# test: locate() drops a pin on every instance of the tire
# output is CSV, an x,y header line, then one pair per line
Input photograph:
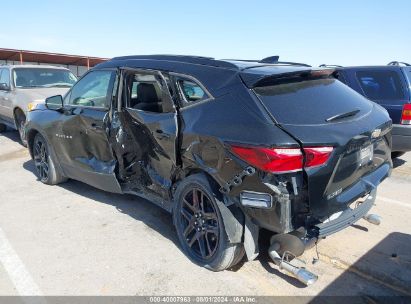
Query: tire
x,y
44,162
200,227
20,123
397,154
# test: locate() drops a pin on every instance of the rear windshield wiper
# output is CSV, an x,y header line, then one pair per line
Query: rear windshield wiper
x,y
342,115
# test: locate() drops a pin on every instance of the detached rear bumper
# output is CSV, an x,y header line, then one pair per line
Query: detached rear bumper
x,y
401,138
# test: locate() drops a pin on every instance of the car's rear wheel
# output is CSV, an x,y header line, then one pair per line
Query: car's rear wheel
x,y
200,227
397,154
46,169
20,123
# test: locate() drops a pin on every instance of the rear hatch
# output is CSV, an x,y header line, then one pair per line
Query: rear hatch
x,y
320,111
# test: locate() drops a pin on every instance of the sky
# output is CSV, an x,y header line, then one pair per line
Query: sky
x,y
344,32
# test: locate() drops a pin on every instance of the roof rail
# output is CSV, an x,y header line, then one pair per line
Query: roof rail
x,y
398,63
182,58
330,66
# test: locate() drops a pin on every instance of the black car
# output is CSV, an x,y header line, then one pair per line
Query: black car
x,y
229,147
389,86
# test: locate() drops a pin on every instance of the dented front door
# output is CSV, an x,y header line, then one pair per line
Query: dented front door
x,y
83,147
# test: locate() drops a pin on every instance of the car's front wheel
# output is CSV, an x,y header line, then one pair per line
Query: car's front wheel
x,y
200,227
45,164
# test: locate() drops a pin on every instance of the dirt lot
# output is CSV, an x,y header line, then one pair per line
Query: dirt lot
x,y
75,240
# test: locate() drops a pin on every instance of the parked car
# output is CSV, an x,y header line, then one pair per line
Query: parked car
x,y
22,86
389,86
228,147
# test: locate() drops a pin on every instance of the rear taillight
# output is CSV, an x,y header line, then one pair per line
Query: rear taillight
x,y
281,160
406,114
316,156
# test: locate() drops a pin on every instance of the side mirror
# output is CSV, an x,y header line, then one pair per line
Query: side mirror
x,y
4,87
54,102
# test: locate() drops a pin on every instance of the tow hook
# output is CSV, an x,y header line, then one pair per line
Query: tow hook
x,y
283,262
373,219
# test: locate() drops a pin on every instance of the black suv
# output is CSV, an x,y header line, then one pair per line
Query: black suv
x,y
227,146
389,86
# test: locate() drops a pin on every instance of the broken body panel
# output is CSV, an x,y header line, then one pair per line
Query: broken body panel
x,y
122,149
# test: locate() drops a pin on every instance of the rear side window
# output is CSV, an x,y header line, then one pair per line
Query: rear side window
x,y
5,77
380,85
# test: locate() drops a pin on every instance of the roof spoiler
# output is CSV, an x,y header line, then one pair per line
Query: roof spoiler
x,y
272,79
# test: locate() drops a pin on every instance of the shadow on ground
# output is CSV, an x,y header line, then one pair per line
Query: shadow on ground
x,y
397,162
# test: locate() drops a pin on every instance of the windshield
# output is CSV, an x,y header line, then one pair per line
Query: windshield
x,y
44,78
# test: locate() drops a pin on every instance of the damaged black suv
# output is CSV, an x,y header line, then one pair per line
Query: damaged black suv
x,y
227,146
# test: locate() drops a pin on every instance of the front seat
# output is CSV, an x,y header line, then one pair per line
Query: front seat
x,y
148,99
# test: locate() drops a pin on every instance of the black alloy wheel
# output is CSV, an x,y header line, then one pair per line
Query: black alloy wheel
x,y
198,218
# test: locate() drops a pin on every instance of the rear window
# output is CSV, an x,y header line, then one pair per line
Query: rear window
x,y
311,101
381,85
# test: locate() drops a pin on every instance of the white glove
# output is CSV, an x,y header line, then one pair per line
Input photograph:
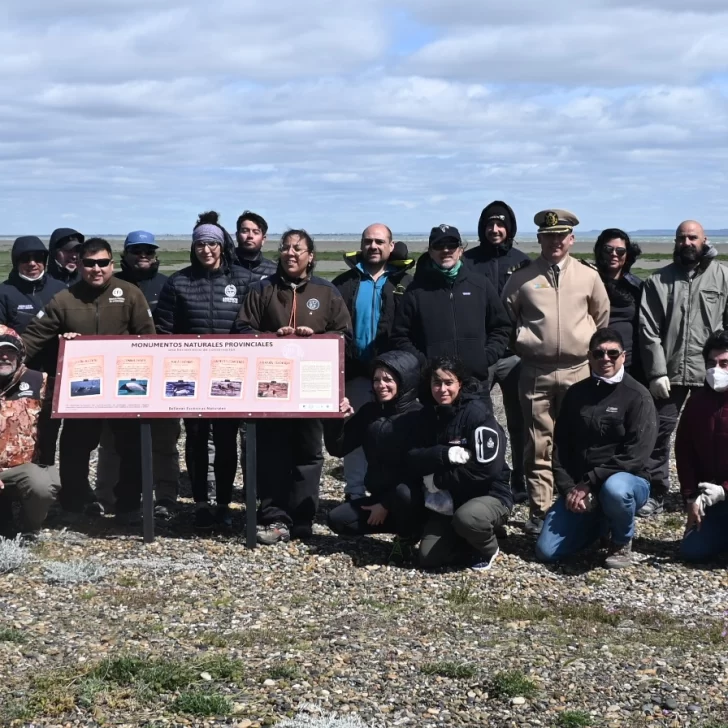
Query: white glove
x,y
458,455
711,493
660,388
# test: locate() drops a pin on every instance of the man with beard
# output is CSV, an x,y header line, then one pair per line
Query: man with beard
x,y
372,290
682,305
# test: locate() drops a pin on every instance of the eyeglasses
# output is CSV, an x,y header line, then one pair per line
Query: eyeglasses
x,y
93,262
612,354
445,245
142,250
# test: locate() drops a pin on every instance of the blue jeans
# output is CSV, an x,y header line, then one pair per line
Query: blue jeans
x,y
565,532
712,538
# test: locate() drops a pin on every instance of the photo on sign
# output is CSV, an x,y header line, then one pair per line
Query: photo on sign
x,y
272,390
132,387
226,388
85,387
180,388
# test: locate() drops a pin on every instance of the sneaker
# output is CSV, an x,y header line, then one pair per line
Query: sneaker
x,y
619,556
223,516
270,533
204,520
653,507
534,526
482,563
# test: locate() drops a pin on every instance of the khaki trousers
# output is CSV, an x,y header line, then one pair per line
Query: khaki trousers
x,y
542,391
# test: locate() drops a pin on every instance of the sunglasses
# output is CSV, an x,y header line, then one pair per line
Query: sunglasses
x,y
445,245
93,262
612,354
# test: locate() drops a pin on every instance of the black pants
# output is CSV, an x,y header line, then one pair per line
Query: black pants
x,y
225,438
78,439
506,373
658,465
405,518
290,461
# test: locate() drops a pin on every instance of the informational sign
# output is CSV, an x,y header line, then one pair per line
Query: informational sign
x,y
200,376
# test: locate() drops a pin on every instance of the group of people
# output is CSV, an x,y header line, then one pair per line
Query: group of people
x,y
593,364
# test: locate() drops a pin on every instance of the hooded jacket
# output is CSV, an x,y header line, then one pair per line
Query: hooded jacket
x,y
150,282
21,399
20,300
603,429
118,308
55,270
462,317
554,321
391,296
701,442
468,422
497,262
385,431
196,300
678,311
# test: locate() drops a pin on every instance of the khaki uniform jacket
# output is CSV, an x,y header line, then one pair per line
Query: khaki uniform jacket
x,y
117,309
677,314
554,323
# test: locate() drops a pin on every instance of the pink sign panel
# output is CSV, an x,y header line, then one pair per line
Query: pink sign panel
x,y
200,376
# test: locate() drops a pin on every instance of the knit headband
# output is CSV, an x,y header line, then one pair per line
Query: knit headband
x,y
207,232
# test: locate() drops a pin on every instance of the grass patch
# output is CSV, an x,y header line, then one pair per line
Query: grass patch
x,y
10,634
511,684
573,719
455,670
198,703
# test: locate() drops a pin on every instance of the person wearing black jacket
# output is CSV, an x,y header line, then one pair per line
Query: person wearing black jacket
x,y
451,309
63,255
604,435
204,298
384,428
372,289
496,258
252,230
461,457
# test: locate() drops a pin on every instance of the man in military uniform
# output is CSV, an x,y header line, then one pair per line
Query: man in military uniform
x,y
556,304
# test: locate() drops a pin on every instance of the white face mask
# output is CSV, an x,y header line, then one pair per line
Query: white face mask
x,y
717,379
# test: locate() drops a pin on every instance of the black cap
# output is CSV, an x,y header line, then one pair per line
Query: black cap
x,y
444,232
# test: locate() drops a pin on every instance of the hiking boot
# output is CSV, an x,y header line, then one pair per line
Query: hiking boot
x,y
619,556
653,507
534,526
270,533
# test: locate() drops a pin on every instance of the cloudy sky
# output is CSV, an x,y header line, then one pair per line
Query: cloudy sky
x,y
330,114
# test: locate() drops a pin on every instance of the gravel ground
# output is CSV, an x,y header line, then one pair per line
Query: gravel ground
x,y
98,629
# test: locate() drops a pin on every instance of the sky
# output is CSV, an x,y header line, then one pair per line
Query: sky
x,y
332,114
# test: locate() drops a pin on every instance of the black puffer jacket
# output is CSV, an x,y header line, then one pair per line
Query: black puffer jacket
x,y
20,300
497,262
464,317
385,431
150,283
469,423
195,300
392,293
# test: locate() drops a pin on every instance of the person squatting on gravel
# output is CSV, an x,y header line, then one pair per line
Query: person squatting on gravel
x,y
701,452
461,457
682,304
385,429
604,434
290,454
99,304
204,298
22,477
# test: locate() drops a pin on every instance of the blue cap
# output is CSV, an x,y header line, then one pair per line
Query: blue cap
x,y
140,237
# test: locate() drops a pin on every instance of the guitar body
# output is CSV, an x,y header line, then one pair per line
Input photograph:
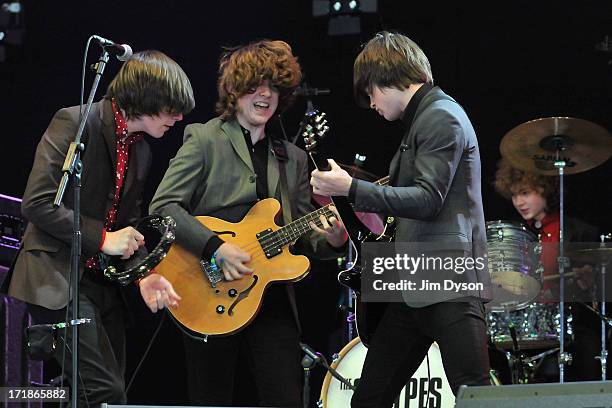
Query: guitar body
x,y
230,305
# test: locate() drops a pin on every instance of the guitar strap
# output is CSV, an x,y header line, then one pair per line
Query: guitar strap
x,y
280,152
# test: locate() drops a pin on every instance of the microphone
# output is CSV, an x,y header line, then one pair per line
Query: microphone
x,y
304,90
123,52
310,352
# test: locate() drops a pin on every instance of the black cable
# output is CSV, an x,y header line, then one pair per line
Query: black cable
x,y
428,380
144,356
66,346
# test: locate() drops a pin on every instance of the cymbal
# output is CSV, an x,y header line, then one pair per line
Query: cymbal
x,y
592,255
512,291
532,146
358,172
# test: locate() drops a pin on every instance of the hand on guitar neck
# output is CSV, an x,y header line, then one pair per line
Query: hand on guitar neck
x,y
332,229
335,182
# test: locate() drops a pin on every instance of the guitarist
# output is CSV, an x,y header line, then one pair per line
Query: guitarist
x,y
149,95
435,195
223,168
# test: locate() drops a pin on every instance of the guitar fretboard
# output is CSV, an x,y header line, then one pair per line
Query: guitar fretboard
x,y
294,230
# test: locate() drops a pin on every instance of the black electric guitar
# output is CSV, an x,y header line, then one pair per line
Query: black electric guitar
x,y
367,315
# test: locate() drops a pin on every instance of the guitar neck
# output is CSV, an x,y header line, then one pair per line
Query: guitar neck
x,y
292,231
354,227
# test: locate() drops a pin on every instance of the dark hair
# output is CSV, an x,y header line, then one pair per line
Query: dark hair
x,y
389,60
246,67
510,180
149,83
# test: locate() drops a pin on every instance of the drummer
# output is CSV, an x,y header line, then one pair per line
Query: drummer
x,y
536,199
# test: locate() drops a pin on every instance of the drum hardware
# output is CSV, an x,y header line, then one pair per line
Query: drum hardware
x,y
601,255
558,146
318,358
522,368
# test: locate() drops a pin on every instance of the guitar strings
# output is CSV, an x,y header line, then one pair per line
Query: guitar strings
x,y
274,238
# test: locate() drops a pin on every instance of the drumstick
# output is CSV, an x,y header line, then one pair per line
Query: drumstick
x,y
557,276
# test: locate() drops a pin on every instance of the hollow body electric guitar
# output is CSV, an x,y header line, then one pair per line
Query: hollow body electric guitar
x,y
367,315
212,306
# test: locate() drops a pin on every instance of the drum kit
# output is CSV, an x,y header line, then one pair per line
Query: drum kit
x,y
526,330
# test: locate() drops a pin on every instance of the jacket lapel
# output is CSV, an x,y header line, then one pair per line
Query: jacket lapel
x,y
236,137
273,175
110,139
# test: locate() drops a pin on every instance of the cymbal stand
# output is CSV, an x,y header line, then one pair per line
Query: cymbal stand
x,y
564,358
603,357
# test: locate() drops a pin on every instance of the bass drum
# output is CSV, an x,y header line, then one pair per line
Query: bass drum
x,y
350,361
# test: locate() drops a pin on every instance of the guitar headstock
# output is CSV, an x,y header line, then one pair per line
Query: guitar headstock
x,y
315,128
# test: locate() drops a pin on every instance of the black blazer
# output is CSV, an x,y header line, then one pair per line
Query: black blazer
x,y
41,269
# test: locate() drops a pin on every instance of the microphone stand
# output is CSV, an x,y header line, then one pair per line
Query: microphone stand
x,y
73,168
317,358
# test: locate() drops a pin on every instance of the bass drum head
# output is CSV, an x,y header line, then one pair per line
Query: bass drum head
x,y
350,361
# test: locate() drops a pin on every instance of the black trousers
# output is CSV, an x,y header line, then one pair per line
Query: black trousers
x,y
101,342
403,338
270,346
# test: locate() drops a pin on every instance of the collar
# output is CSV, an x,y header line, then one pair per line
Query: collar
x,y
410,111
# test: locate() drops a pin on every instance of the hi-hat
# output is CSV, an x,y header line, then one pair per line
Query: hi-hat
x,y
592,255
536,145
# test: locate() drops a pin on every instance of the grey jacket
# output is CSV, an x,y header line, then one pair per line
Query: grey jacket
x,y
212,174
437,197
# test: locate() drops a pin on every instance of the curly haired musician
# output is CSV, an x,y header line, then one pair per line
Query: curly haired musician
x,y
225,167
536,199
435,195
148,96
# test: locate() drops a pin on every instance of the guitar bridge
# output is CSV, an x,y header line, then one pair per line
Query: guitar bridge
x,y
270,244
212,272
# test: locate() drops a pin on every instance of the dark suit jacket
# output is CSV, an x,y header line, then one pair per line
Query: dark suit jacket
x,y
437,197
41,270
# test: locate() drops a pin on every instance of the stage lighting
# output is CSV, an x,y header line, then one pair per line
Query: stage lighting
x,y
344,15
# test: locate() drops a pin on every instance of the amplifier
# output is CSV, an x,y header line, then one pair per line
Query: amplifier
x,y
12,227
586,394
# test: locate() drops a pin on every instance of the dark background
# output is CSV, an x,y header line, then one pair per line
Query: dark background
x,y
505,62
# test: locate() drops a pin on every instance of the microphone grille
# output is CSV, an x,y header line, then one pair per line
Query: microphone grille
x,y
127,53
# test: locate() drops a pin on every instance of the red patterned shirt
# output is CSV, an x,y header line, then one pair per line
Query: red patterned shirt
x,y
548,235
124,141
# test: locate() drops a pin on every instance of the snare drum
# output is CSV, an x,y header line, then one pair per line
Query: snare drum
x,y
515,278
350,361
537,327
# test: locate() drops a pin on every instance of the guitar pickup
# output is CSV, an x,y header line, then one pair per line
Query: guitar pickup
x,y
212,272
270,244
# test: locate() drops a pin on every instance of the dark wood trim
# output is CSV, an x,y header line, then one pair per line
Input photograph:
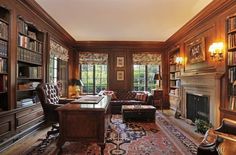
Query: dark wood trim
x,y
215,8
40,13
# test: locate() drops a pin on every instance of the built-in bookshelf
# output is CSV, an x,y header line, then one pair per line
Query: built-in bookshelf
x,y
174,81
231,44
29,62
4,32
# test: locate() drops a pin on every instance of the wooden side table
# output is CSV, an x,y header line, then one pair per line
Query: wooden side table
x,y
157,98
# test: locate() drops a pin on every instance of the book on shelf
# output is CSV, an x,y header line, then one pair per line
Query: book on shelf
x,y
3,48
3,30
22,26
232,23
232,103
232,74
3,83
3,65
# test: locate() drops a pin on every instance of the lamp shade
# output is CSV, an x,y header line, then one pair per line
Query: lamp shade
x,y
157,77
77,82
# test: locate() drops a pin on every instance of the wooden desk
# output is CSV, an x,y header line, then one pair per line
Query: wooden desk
x,y
84,122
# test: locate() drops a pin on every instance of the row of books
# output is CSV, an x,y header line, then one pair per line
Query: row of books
x,y
3,30
22,27
30,72
29,56
232,40
232,23
3,83
3,48
26,42
232,75
3,65
232,103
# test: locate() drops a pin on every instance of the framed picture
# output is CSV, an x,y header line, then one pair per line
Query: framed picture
x,y
120,61
120,75
196,51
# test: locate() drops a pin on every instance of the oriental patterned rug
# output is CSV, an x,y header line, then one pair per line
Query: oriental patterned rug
x,y
130,138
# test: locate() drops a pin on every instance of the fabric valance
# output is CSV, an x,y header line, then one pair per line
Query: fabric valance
x,y
146,59
56,50
93,58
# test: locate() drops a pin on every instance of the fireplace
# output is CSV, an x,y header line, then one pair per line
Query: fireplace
x,y
197,107
206,85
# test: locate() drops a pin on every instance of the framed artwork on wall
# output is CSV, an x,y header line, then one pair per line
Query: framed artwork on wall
x,y
195,51
120,75
120,61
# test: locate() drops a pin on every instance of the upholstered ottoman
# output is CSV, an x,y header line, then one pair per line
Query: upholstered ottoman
x,y
138,112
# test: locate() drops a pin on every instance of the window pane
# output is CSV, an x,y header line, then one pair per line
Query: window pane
x,y
87,78
100,78
151,71
139,77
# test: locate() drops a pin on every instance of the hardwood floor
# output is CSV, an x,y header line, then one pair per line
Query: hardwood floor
x,y
26,142
20,147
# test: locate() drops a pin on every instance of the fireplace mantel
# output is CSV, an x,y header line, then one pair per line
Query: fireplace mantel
x,y
202,84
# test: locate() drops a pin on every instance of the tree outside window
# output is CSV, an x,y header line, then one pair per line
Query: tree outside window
x,y
94,78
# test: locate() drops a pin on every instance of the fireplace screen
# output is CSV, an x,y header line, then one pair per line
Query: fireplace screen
x,y
197,107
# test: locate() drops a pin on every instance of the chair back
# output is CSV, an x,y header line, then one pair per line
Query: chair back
x,y
48,95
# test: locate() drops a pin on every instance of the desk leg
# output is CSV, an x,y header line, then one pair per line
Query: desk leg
x,y
102,146
60,143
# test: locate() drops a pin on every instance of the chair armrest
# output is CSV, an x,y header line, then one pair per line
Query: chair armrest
x,y
65,100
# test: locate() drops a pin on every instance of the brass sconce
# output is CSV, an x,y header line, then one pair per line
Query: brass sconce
x,y
179,60
216,50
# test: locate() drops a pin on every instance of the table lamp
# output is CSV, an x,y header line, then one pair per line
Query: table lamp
x,y
77,84
157,77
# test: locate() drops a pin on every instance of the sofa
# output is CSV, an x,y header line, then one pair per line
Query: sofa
x,y
124,97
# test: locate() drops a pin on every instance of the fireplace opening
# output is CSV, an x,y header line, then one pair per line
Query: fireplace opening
x,y
197,107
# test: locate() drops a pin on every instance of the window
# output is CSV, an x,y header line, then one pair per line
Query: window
x,y
53,70
145,66
93,71
143,77
94,78
58,66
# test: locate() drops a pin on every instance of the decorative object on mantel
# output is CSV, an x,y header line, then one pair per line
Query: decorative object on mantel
x,y
196,51
157,76
216,50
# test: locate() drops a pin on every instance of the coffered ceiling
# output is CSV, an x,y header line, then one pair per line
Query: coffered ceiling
x,y
122,20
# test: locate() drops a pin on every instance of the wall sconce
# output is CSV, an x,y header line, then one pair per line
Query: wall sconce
x,y
216,50
179,60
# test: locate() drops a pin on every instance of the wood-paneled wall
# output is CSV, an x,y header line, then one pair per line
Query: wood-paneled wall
x,y
209,24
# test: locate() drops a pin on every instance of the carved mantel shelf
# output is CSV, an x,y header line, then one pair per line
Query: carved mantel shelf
x,y
217,75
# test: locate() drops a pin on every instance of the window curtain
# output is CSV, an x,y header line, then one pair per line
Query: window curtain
x,y
93,58
56,50
146,59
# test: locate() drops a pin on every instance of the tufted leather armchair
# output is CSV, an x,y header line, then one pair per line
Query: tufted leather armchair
x,y
50,100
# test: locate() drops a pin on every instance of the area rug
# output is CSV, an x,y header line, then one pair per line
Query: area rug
x,y
190,146
123,138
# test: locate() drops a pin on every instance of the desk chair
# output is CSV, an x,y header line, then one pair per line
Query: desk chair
x,y
49,97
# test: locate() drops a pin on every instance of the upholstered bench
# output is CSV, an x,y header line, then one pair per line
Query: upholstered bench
x,y
138,112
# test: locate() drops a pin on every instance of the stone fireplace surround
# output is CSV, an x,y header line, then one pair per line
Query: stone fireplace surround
x,y
207,84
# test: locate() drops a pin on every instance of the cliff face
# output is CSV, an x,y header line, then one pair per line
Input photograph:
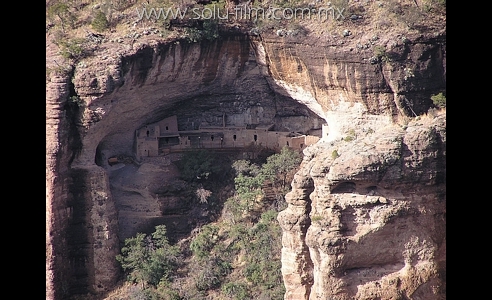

################

▶ [Exercise]
Show each line in the items above that includes the string "shade".

▶ [Written answer]
# test: locate() drops a pin on every instance of the lamp shade
Query: lamp shade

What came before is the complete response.